> **WORK ITEM A**
In the text on LLM uncertainty quantification, which two metrics show the improved uncertainty quantification over baselines?
> **WORK ITEM B**
Rewrite the paragraph beginning "This work addresses the trustworthiness" from the text on LLM uncertainty quantification as a short bulleted list that keeps its main facts.

> **DOCUMENT EXCERPT**
----
LLM Uncertainty Quantification through Directional Entailment Graph and Claim Level Response Augmentation
Longchao Da, Tiejin Chen, Lu Cheng, Hua Wei
TL;DR
This work addresses the trustworthiness of LLM outputs by introducing Directed Uncertainty Evaluation (D-UE), which builds a directed entailment graph from pairwise entailment probabilities and uses a Random Walk Laplacian to produce eigenvalue-based directional uncertainty. It further integrates semantic uncertainty and introduces a claim-based augmentation to mitigate vagueness in model responses. The framework is complemented by claim extraction and augmentation techniques, and is evaluated on multiple QA datasets showing improved uncertainty quantification (AUROC and AUARC) over baselines. The findings highlight the value of preserving directionality in entailment and enriching responses with augmented claims to better reveal a model’s true awareness, impacting practical LLM evaluation and deployment in critical domains.
Abstract
The Large language models (LLMs) have showcased superior capabilities in sophisticated tasks across various domains, stemming from basic question-answer (QA), they are nowadays used as decision assistants or explainers for unfamiliar content. However, they are not always correct due to the data sparsity in specific domain corpus, or the model's hallucination problems. Given this, how much should we trust the responses from LLMs? This paper presents a novel way to evaluate the uncertainty that captures the directional instability, by constructing a directional graph from entailment probabilities, and we innovatively conduct Random Walk Laplacian given the asymmetric property of a constructed directed graph, then the uncertainty is aggregated by the derived eigenvalues from the Laplacian process. We also provide a way to incorporate the existing work's semantics uncertainty with our proposed layer. Besides, this paper identifies the vagueness issues in the raw response set and proposes an augmentation approach to mitigate such a problem, we conducted extensive empirical experiments and demonstrated the superiority of our proposed solutions.
----
> **SUPPLIED DATA**

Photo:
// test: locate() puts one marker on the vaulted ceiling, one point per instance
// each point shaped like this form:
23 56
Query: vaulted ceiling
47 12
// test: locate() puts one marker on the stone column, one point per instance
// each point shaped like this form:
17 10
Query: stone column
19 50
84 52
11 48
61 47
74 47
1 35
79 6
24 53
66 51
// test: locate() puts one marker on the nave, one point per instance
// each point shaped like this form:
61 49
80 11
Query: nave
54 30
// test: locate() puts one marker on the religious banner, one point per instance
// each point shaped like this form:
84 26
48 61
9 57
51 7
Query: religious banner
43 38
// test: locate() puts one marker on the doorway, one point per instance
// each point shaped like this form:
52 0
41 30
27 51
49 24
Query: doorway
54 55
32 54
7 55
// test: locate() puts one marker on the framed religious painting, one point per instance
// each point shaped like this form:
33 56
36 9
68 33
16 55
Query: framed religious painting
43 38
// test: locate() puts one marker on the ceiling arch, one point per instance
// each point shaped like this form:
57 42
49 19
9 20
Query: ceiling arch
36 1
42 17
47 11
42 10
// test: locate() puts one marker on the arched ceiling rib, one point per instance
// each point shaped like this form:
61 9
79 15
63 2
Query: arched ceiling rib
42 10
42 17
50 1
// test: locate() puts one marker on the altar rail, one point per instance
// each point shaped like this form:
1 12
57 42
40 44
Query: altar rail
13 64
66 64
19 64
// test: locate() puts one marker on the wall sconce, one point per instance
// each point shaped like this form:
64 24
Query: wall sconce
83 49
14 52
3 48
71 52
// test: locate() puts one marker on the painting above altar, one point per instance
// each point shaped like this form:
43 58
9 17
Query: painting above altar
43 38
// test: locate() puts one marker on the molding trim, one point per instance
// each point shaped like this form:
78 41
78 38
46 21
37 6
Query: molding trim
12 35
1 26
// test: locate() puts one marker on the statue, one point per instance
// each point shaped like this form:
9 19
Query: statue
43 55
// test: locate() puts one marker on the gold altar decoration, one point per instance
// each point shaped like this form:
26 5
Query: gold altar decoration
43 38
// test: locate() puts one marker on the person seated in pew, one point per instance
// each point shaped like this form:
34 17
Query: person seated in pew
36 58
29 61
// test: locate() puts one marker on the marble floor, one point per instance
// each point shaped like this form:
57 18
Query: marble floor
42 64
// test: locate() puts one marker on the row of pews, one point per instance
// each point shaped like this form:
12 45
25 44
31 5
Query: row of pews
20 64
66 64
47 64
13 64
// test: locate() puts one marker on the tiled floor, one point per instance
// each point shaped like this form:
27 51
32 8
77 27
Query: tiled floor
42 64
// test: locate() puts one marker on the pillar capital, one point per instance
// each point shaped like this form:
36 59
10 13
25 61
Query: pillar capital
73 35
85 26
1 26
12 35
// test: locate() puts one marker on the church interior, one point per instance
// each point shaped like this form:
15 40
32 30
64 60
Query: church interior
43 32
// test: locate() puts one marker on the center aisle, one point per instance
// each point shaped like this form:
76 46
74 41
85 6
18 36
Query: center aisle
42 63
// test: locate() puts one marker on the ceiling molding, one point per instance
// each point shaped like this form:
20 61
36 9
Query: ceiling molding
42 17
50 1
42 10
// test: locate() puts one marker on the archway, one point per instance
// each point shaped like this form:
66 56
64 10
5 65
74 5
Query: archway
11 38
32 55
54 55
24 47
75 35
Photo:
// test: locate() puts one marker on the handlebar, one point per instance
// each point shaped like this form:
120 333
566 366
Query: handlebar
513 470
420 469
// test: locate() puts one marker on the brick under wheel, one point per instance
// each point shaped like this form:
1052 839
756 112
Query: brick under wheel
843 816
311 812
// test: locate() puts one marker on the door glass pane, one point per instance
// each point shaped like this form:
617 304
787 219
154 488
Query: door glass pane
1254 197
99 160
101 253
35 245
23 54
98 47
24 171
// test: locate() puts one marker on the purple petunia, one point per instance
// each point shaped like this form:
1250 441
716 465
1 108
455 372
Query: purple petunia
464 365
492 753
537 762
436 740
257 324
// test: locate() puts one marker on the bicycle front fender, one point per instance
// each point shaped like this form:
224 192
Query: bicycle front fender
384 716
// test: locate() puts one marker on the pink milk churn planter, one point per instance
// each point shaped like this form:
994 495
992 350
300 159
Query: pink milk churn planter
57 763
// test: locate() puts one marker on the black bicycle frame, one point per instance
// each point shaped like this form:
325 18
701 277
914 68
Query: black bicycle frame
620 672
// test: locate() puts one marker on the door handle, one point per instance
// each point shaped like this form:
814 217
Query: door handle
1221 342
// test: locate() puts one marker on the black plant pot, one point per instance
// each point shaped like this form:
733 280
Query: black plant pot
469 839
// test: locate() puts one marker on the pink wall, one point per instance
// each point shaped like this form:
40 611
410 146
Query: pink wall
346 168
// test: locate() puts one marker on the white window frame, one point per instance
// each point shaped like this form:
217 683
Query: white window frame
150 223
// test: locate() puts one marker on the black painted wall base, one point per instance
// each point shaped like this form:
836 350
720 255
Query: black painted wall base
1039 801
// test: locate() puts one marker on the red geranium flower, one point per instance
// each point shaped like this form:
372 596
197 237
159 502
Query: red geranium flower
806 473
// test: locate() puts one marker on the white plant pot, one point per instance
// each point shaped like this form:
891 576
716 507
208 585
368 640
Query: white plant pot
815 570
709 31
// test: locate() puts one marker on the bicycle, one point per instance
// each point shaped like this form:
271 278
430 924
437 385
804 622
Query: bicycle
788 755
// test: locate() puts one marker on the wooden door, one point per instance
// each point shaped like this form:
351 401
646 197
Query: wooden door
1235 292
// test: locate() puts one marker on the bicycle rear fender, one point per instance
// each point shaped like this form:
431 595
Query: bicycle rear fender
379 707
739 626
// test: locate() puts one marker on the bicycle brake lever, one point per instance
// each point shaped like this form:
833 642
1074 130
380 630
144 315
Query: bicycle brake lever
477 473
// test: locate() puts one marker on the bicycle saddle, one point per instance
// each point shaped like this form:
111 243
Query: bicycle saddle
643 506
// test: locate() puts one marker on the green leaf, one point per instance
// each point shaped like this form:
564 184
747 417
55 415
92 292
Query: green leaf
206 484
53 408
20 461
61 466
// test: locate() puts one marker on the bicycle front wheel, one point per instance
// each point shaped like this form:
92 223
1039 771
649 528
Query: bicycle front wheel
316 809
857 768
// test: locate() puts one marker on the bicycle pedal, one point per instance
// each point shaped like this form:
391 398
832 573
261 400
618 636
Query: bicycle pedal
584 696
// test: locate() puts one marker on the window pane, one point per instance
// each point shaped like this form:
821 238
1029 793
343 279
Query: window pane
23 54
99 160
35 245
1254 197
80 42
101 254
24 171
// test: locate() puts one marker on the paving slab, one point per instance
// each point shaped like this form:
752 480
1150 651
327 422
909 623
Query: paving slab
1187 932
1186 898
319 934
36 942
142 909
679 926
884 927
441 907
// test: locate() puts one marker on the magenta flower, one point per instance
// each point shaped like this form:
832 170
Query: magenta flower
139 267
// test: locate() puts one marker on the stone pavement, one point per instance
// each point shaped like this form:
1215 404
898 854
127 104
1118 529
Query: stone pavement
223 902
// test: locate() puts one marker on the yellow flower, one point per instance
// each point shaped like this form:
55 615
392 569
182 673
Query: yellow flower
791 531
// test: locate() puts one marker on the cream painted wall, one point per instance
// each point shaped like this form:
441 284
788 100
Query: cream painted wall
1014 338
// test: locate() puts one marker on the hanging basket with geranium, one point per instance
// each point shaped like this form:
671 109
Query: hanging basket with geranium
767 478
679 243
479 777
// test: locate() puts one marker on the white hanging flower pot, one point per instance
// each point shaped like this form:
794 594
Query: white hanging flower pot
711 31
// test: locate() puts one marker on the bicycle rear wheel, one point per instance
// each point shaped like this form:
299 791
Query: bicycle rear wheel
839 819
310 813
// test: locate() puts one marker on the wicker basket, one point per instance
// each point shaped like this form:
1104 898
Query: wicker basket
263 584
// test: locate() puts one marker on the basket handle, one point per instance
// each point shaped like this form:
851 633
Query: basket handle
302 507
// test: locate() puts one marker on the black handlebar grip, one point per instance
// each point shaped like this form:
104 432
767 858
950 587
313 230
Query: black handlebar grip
----
> **ANSWER A**
AUROC and AUARC.

> **ANSWER B**
- Introduces Directed Uncertainty Evaluation (D-UE) to address the trustworthiness of LLM outputs.
- Builds a directed entailment graph from pairwise entailment probabilities.
- Uses a Random Walk Laplacian to produce eigenvalue-based directional uncertainty.
- Integrates semantic uncertainty.
- Uses claim extraction and claim-based augmentation to reduce vagueness in model responses.
- Improves uncertainty quantification (AUROC and AUARC) over baselines on multiple QA datasets.
- Shows the value of keeping directionality in entailment and of adding augmented claims to reveal a model's true awareness, with impact on practical LLM evaluation and deployment in critical domains.